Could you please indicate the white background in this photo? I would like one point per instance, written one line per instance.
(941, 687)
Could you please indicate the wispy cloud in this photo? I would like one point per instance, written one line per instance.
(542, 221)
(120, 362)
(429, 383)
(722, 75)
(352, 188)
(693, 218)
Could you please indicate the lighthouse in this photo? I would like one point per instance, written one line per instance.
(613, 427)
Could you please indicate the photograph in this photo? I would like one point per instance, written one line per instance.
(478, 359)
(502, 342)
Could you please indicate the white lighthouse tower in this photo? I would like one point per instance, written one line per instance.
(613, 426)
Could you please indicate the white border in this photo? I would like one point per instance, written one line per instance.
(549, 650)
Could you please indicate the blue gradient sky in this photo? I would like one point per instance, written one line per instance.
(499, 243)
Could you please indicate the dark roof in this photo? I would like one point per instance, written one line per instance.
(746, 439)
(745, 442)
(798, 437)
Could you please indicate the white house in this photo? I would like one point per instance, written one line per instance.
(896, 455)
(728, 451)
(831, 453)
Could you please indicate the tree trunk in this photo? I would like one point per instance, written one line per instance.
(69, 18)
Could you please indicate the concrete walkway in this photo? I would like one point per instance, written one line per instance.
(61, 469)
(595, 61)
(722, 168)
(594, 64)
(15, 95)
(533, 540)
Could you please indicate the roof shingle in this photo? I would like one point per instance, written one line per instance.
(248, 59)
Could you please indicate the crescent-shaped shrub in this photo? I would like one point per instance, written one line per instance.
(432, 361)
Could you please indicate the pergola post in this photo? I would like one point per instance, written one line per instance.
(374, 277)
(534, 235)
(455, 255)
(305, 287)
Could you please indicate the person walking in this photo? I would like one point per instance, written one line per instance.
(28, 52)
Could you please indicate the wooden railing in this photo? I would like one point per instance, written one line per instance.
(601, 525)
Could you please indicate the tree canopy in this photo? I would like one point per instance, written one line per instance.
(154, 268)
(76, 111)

--------------------------------------------------

• WHAT IS BEING ASKED: Reproduce, word for word, the part of the listing above that opens with the line containing "Could you please indicate the tree canopy" and runs through the end of the listing.

• EXERCISE RESPONSE:
Could you please indicate the tree canopy in this photo? I would like one point per instance, written one line per instance.
(154, 268)
(76, 111)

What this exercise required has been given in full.